Exercise goal - Reproduce the records below word for word, leaving out the pictures.
|---|
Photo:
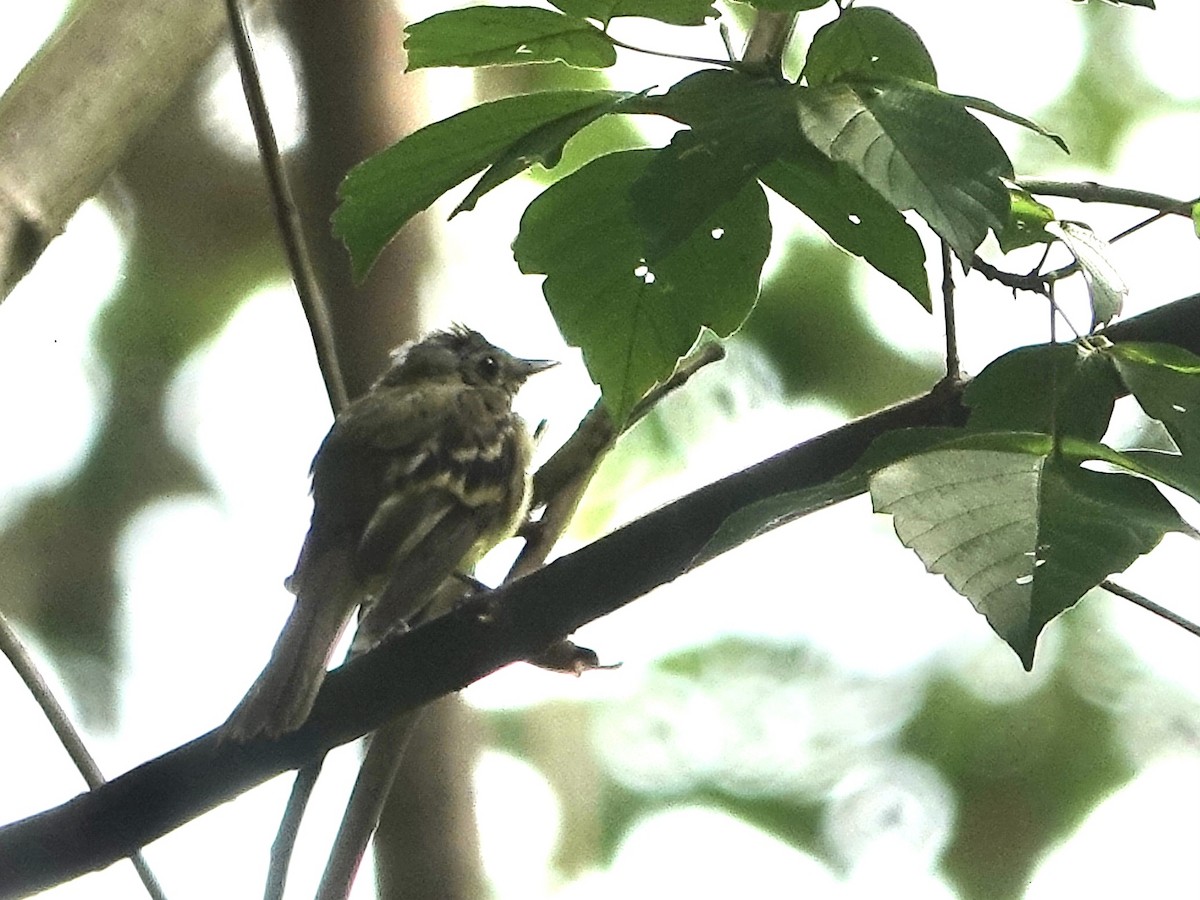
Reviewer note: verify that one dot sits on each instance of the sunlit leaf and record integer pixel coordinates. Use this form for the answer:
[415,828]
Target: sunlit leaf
[1023,535]
[1165,381]
[1105,287]
[918,148]
[786,5]
[1027,219]
[507,36]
|---|
Result -
Photo:
Reviewer note: verify that one dot sits on each instance of the sunlit leaf and record integer pixel coordinates. Use this form for the answer:
[415,828]
Target: sunlit leaf
[1023,535]
[1165,381]
[1105,287]
[918,148]
[786,5]
[1027,219]
[507,36]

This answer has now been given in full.